Rewrite all of the items below with "even-odd rule" replaced by "nonzero winding rule" wherever it occurs, keeping everything else unchanged. Leave the pictures out of your version.

**Supplied data:**

------------------------

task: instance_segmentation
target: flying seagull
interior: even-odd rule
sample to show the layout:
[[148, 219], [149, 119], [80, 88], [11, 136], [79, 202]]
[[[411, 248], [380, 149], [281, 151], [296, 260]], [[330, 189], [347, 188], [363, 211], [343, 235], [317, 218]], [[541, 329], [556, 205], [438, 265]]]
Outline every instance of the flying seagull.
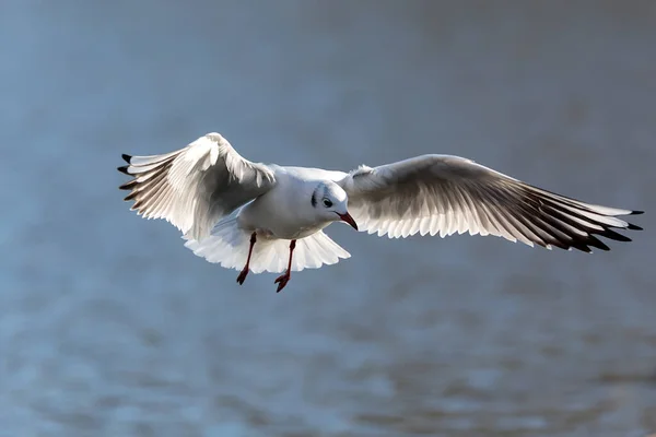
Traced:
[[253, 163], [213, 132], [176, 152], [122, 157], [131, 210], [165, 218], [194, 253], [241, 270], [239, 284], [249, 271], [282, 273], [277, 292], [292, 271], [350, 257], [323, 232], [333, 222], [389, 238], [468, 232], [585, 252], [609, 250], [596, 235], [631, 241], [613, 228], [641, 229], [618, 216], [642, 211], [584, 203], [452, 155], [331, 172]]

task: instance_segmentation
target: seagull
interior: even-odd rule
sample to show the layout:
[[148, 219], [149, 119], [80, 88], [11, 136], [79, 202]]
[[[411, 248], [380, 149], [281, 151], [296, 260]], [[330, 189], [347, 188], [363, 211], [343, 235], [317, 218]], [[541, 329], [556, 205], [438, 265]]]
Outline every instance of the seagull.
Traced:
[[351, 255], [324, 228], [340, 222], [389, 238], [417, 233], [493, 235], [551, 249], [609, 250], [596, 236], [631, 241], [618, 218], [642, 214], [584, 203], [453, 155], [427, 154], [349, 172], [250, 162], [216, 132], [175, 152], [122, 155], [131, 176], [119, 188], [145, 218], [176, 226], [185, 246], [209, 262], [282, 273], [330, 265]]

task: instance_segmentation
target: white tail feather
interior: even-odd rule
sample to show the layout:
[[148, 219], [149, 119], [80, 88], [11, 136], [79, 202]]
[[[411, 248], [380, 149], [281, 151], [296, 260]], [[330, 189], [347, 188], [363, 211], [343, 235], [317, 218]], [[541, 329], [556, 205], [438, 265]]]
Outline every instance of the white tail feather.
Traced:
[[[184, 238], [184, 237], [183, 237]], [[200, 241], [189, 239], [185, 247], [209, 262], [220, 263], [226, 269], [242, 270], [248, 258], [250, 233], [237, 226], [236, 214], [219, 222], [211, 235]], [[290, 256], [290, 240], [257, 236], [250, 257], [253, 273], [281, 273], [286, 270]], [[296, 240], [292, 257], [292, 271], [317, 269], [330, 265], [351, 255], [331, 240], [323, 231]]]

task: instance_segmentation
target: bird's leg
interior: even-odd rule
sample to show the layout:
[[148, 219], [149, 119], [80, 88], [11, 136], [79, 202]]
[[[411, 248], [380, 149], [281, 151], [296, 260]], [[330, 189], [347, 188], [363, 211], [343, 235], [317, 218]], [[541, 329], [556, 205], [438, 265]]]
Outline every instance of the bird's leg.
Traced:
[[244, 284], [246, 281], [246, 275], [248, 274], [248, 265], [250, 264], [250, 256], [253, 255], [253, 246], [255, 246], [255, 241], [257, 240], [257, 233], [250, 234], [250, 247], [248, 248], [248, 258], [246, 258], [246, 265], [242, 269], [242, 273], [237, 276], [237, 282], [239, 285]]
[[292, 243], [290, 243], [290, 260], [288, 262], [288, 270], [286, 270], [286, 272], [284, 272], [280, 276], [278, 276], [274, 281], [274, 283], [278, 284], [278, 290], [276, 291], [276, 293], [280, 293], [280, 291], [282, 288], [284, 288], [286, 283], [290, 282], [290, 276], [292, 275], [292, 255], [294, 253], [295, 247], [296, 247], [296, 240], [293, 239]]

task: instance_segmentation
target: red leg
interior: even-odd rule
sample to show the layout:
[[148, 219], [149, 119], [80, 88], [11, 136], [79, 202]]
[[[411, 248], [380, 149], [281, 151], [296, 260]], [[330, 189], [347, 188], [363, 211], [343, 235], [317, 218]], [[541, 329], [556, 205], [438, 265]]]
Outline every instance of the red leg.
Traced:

------------------------

**Solution for this exercise:**
task: instance_segmentation
target: flying seagull
interior: nonzero winding rule
sample to show the layout:
[[148, 219], [149, 119], [80, 88], [11, 136], [79, 202]]
[[[411, 248], [380, 149], [281, 151], [296, 260]], [[330, 189], [347, 188], [363, 211], [343, 235], [317, 218]], [[541, 329], [556, 205], [438, 265]]]
Outline every instance of the flying seagull.
Traced:
[[253, 163], [213, 132], [176, 152], [122, 157], [131, 210], [165, 218], [194, 253], [241, 270], [239, 284], [249, 271], [282, 273], [277, 292], [292, 271], [350, 257], [323, 232], [333, 222], [389, 238], [468, 232], [585, 252], [609, 250], [596, 235], [631, 241], [613, 228], [641, 229], [618, 216], [642, 211], [584, 203], [452, 155], [331, 172]]

task: instance_segmentation
target: seagull
interior: nonzero winding rule
sample to show the layout:
[[148, 219], [149, 119], [80, 88], [11, 136], [79, 202]]
[[[411, 248], [380, 149], [281, 151], [296, 260]], [[330, 189], [347, 188], [363, 211], [343, 235], [317, 218]], [[541, 329], [556, 205], [438, 265]]]
Outline every instance of the seagull.
Traced:
[[351, 255], [324, 228], [340, 222], [389, 238], [417, 233], [493, 235], [551, 249], [609, 250], [596, 236], [631, 241], [618, 218], [642, 214], [584, 203], [453, 155], [427, 154], [349, 172], [250, 162], [216, 132], [175, 152], [122, 155], [131, 176], [119, 188], [145, 218], [176, 226], [185, 246], [209, 262], [282, 273], [330, 265]]

task: instance_segmentation
target: white tail feather
interior: nonzero winding rule
sample to show the layout:
[[148, 219], [149, 119], [80, 88], [11, 136], [79, 202]]
[[[411, 248], [380, 149], [281, 151], [296, 260]], [[330, 189], [347, 188], [363, 211], [343, 235], [317, 218]], [[541, 329], [556, 205], [438, 265]]]
Outline every instance of the white tail feather.
Traced:
[[[184, 238], [184, 237], [183, 237]], [[200, 241], [189, 239], [185, 247], [209, 262], [220, 263], [226, 269], [242, 270], [248, 258], [250, 233], [237, 226], [236, 214], [219, 222], [211, 235]], [[290, 256], [290, 240], [257, 236], [250, 257], [253, 273], [281, 273], [286, 270]], [[296, 240], [292, 257], [292, 271], [317, 269], [330, 265], [351, 255], [331, 240], [323, 231]]]

task: instance_segmentation
target: bird's leg
interior: nonzero winding rule
sample to show the layout:
[[148, 219], [149, 119], [80, 88], [11, 136], [79, 202]]
[[[411, 248], [380, 149], [281, 151], [296, 260]], [[330, 189], [347, 188], [363, 211], [343, 235], [317, 218]], [[541, 329], [556, 205], [438, 265]]]
Outline every instance of the bird's leg.
Traced:
[[244, 284], [246, 281], [246, 275], [248, 274], [248, 265], [250, 264], [250, 256], [253, 255], [253, 246], [255, 246], [255, 241], [257, 240], [257, 233], [250, 234], [250, 247], [248, 248], [248, 258], [246, 258], [246, 265], [242, 269], [242, 273], [237, 276], [237, 282], [239, 285]]
[[292, 243], [290, 243], [290, 260], [288, 262], [288, 270], [286, 270], [286, 272], [284, 272], [280, 276], [278, 276], [274, 281], [274, 283], [278, 284], [278, 290], [276, 291], [276, 293], [280, 293], [280, 291], [282, 288], [284, 288], [286, 283], [290, 282], [290, 276], [292, 275], [292, 255], [294, 253], [295, 247], [296, 247], [296, 240], [293, 239]]

task: instance_segmentation
target: red leg
interior: nonzero winding rule
sample to show the layout:
[[148, 219], [149, 119], [80, 88], [11, 136], [79, 202]]
[[[411, 248], [380, 149], [281, 151], [296, 260]], [[330, 189], [347, 188], [363, 211], [343, 235], [317, 218]], [[541, 329], [556, 205], [438, 265]]]
Outline every instance of the red leg.
Traced:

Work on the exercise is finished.